# [REQUIREMENTS]
Nothing but the line with "the dry grass?" and the lines after it, through the end of the records below, is to be repeated, exactly as it is.

# [DATASET RECORDS]
## begin

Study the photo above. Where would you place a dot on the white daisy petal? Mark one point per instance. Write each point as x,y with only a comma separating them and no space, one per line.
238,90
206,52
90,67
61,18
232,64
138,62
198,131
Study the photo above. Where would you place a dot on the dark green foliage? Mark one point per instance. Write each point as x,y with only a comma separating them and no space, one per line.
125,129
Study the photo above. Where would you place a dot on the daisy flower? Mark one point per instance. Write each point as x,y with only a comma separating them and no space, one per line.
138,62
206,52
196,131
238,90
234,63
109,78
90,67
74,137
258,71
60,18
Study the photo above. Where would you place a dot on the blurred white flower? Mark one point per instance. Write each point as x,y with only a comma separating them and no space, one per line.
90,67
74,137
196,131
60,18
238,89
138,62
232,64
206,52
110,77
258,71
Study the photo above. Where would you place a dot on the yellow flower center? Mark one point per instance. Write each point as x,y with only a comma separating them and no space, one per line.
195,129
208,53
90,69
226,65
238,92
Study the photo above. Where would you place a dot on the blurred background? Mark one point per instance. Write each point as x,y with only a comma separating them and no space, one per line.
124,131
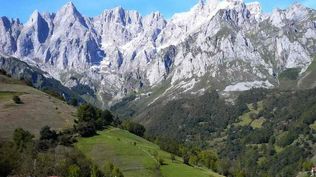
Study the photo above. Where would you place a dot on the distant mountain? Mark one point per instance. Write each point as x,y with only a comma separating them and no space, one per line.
219,44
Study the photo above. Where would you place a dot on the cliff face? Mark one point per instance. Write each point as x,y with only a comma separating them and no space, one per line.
225,45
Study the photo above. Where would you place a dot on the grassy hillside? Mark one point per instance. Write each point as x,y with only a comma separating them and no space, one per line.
38,109
135,156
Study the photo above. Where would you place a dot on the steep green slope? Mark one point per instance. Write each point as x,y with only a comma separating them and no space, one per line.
38,109
135,156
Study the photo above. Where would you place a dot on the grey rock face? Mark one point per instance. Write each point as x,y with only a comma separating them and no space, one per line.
217,44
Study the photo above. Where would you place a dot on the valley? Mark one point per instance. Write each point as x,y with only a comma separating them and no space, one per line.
223,89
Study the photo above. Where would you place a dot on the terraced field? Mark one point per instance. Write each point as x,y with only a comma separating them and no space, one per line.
135,156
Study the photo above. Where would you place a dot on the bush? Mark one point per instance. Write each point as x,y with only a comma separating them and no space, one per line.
86,129
134,128
172,157
47,134
22,138
17,99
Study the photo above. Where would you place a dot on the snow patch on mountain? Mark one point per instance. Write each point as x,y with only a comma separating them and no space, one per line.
243,86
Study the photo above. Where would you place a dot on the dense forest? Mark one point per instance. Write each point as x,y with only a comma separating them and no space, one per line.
263,133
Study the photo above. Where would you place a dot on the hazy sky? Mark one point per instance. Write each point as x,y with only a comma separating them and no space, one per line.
23,8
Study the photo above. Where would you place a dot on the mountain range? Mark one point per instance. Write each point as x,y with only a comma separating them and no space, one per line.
224,45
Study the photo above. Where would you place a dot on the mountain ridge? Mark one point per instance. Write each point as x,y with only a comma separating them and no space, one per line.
215,45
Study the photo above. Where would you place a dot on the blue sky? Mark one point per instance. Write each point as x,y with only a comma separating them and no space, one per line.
23,8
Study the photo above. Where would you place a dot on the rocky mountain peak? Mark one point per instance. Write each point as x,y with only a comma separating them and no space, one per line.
254,8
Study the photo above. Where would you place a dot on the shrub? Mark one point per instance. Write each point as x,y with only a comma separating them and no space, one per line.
86,129
17,99
134,128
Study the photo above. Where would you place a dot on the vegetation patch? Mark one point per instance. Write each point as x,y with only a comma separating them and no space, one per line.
290,74
135,156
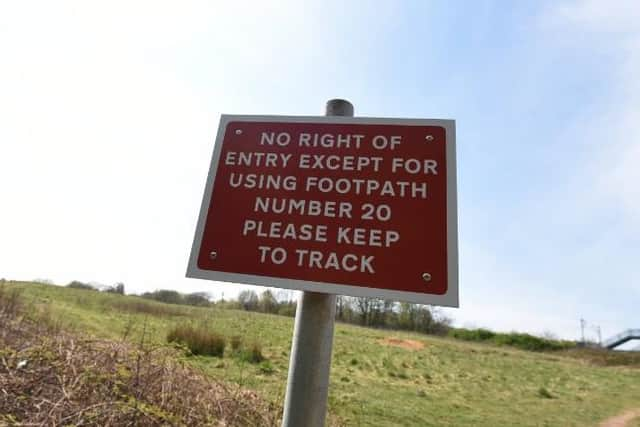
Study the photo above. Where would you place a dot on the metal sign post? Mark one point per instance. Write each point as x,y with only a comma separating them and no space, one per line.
310,363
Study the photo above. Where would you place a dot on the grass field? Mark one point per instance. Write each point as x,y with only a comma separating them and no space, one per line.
378,378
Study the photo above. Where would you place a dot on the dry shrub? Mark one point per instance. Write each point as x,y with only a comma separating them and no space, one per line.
200,341
10,301
63,379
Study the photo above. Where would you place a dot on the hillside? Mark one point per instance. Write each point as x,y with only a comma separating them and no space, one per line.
378,378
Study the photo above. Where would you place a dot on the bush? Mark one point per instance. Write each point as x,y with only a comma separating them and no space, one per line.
200,341
472,334
513,339
10,302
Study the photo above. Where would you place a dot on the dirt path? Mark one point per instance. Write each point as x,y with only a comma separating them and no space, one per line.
622,419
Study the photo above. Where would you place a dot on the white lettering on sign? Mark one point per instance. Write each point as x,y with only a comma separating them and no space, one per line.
369,187
282,139
262,181
346,262
277,205
334,162
257,159
414,166
328,140
367,237
279,230
381,142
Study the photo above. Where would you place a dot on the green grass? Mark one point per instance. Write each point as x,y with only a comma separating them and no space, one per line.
446,383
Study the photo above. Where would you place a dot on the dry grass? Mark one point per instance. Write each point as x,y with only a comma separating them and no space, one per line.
63,379
144,307
200,341
603,357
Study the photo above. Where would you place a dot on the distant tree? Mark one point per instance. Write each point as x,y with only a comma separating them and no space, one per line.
248,300
118,288
200,299
165,295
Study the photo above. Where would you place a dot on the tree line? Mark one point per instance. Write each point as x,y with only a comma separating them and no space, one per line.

## end

# [EXERCISE RESULT]
Study the photo above. Where would you place a dot on the dry grass? Mark one point per instance. Write each point as x,y with only a comma separating them and no space, one per line.
63,379
144,307
200,341
603,357
Study the photo above. Where would you place a dot on the distant tree? Mark one point per instance. Write each point as x,y with only a comma separating them and no space, one per line.
248,300
118,288
200,299
165,295
Study the photo above. Where would you place a dot on the tree line? Mark one point per instance. Write each point as x,y with only a comma separating them and no space, one per line.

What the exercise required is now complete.